Source -

Abstract word clouds using R

A recent question over at BioStar asked whether abstracts returned from a PubMed search could easily be visualised as “word clouds”, using Wordle.

This got me thinking about ways to solve the problem using R. Here’s my first attempt, which demonstrates some functions from the RCurl and XML packages.

update: corrected a couple of copy/paste errors in the code

First, install a couple of packages: snippets, which provides the cloud() function for plotting a word cloud and tm, a text-mining library:


Next, the code to search PubMed, fetch abstracts and generate a list of words:


# esearch
url <- "http://eutils.ncbi.nlm.nih.gov/entrez/eutils/esearch.fcgi?"
q   <- "db=pubmed&term=saunders+nf[au]&usehistory=y"
esearch <- xmlTreeParse(getURL(paste(url, q, sep="")), useInternal = T)
webenv  <- xmlValue(getNodeSet(esearch, "//WebEnv")[[1]])
key     <- xmlValue(getNodeSet(esearch, "//QueryKey")[[1]])

# efetch
url <- "http://eutils.ncbi.nlm.nih.gov/entrez/eutils/efetch.fcgi?"
q   <- "db=pubmed&retmode=xml&rettype=abstract"
efetch <- xmlTreeParse(getURL(paste(url, q, "&WebEnv=", webenv, "&query_key=", key, sep="")), useInternal = T)
abstracts <- getNodeSet(efetch, "//AbstractText")

# words
abstracts <- sapply(abstracts, function(x) { xmlValue(x) } )
words <- tolower(unlist(lapply(abstracts, function(x) strsplit(x, " "))))

Coordinate annotation records -
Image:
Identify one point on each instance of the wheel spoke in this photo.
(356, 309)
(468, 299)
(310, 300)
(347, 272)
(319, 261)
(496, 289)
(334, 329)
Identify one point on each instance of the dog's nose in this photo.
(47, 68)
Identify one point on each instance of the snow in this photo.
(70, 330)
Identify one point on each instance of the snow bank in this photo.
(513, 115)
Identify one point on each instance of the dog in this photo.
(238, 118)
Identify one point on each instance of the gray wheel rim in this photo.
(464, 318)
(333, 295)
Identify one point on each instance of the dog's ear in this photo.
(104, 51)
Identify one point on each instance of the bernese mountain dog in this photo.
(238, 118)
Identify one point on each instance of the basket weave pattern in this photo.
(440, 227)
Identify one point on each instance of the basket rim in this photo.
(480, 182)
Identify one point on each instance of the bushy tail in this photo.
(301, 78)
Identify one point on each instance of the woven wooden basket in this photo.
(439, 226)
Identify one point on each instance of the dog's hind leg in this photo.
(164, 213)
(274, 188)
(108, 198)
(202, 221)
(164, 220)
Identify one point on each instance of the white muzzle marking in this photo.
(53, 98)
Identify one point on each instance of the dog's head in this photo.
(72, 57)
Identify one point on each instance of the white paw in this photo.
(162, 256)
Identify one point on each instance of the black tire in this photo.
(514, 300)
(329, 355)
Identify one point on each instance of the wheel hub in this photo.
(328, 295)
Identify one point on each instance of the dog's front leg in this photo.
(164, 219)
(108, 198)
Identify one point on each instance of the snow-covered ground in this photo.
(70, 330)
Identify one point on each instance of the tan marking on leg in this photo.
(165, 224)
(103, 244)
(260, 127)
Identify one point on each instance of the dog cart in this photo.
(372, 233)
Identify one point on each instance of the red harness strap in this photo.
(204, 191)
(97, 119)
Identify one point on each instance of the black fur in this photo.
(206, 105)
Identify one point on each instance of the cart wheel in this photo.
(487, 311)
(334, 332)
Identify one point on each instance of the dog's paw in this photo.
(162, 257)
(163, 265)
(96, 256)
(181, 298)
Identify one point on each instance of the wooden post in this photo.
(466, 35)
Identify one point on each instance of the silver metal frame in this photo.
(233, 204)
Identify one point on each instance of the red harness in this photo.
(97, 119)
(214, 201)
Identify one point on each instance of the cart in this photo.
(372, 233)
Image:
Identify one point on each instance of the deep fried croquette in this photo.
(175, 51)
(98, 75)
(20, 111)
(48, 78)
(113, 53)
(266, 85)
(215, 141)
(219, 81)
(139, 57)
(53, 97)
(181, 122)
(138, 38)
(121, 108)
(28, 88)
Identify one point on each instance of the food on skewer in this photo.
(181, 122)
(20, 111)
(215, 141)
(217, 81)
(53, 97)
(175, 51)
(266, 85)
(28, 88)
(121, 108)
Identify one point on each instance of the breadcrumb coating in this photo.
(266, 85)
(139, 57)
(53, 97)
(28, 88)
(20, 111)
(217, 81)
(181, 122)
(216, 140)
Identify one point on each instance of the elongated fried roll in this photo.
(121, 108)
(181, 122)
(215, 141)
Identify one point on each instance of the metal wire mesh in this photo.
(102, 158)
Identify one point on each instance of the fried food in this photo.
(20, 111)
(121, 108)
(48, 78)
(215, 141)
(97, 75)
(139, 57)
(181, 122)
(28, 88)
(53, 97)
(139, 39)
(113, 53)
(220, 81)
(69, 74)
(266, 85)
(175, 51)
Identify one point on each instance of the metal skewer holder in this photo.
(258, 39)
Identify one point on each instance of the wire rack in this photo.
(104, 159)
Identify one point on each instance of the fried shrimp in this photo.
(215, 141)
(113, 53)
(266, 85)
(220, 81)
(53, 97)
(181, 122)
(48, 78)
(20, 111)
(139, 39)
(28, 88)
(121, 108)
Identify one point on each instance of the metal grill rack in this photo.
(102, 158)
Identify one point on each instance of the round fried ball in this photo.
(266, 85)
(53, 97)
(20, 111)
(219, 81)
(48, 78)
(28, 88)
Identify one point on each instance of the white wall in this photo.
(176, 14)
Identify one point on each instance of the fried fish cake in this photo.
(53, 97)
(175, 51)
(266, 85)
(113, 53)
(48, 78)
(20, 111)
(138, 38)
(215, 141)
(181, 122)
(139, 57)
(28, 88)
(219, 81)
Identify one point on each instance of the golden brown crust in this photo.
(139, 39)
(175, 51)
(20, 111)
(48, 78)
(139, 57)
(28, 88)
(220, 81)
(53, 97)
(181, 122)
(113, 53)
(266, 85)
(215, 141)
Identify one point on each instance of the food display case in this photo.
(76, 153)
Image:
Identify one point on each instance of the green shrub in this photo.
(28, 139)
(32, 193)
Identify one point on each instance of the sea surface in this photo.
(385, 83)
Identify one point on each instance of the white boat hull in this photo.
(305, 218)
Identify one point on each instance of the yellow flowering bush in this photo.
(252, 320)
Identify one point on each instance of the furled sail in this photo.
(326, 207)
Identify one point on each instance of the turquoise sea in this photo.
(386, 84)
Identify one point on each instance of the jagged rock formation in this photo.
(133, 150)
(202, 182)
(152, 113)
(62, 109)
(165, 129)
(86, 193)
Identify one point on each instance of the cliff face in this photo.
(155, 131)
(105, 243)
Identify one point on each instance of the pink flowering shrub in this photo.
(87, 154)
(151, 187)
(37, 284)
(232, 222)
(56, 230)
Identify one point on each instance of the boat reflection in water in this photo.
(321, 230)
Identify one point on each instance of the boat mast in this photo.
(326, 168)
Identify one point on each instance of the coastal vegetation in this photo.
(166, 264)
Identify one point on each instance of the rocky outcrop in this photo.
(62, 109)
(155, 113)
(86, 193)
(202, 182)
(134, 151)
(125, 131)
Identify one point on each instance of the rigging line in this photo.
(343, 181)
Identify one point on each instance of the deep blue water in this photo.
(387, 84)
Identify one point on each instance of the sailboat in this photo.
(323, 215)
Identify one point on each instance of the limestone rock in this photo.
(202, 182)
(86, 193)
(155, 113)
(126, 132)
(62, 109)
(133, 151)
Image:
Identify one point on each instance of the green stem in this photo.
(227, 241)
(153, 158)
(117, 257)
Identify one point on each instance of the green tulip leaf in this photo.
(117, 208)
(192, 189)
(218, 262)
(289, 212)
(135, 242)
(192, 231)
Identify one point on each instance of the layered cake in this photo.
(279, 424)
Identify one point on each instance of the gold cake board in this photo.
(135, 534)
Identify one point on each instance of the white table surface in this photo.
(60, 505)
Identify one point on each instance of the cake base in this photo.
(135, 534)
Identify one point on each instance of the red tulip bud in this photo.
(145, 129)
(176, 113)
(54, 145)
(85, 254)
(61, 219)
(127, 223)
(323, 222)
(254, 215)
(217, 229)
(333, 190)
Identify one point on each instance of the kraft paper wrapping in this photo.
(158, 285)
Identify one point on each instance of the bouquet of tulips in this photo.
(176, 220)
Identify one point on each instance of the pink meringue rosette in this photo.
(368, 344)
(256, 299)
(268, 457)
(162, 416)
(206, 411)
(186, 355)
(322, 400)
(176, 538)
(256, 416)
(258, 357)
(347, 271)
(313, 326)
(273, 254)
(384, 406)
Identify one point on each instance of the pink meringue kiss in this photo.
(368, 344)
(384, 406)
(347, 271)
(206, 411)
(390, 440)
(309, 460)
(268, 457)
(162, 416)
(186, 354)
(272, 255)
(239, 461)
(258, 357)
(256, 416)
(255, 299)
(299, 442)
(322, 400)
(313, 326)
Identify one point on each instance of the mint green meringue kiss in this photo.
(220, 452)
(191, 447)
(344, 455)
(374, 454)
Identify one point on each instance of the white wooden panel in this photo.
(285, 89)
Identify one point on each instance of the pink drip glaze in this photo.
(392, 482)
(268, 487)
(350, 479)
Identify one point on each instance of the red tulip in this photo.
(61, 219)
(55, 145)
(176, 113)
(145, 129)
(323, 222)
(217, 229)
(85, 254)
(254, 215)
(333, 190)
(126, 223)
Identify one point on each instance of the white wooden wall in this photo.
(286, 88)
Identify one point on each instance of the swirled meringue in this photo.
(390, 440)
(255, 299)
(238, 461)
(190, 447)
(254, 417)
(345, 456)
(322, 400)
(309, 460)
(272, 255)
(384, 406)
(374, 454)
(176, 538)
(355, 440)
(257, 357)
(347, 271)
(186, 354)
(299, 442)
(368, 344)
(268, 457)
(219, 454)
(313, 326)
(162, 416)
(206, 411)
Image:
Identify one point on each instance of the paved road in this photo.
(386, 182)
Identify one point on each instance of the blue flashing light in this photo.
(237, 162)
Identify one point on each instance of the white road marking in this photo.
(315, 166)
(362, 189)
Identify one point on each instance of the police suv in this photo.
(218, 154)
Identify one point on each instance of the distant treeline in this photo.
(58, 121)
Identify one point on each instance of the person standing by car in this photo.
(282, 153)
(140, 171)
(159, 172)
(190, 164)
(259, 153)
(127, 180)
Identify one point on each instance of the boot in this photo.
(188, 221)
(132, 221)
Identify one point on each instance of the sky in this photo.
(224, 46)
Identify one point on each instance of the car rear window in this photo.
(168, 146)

Objectives -
**1)** Collect every line of the records that contains the string "cart", treating uppercase and lowercase letters as distinct.
**2)** Carry on the post about building word clouds from PubMed abstracts in R, starting immediately after its final line.

Results of the exercise -
**1)**
Identify one point on each instance of the dog cart in this photo.
Identify one point on each instance of the cart wheel in this photo.
Identify one point on each instance of the cart in this photo.

**2)**
Word cloud for abstracts

Let’s run through that. First, load up the libraries (lines 1-4). Next, define an EUtils Esearch URL (lines 7-8). Use getURL() (RCurl) to fetch the search result in XML format and xmlTreeParse() (XML) to parse the result into a NodeSet object (line 9). Extract the content of the WebEnv and QueryKey tags, to use when we fetch the abstracts (lines 10-11).

To retrieve the abstracts: define an EUtils Efetch URL, fetch the XML and parse as before (lines 14-17). This time, the NodeSet object, abstracts, contains the AbstractText tags and their contents. We can run sapply on each abstract to pull out the text between the tags (line 20). Finally, we split each abstract into words by looking for spaces (” “), put all of the words in one big list and convert them all to lower-case, using the “one-liner” on line 20. Conversion to lower-case ensures that words are not counted twice (e.g. “The” and “the”).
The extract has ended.